▶ _YOUR OBJECTIVE_:
Render every line of the records below as a Markdown table with two columns, Row and Line, numbering each row and skipping blank lines.

— START OF ENTRIES —

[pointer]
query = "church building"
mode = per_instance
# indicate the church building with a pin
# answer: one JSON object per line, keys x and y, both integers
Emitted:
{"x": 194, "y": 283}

— END OF ENTRIES —

▶ _OUTPUT FOR THIS EXERCISE_:
| Row | Line |
|---|---|
| 1 | [pointer] |
| 2 | query = "church building" |
| 3 | mode = per_instance |
| 4 | # indicate the church building with a pin |
| 5 | # answer: one JSON object per line, keys x and y, both integers |
| 6 | Emitted: |
| 7 | {"x": 194, "y": 283} |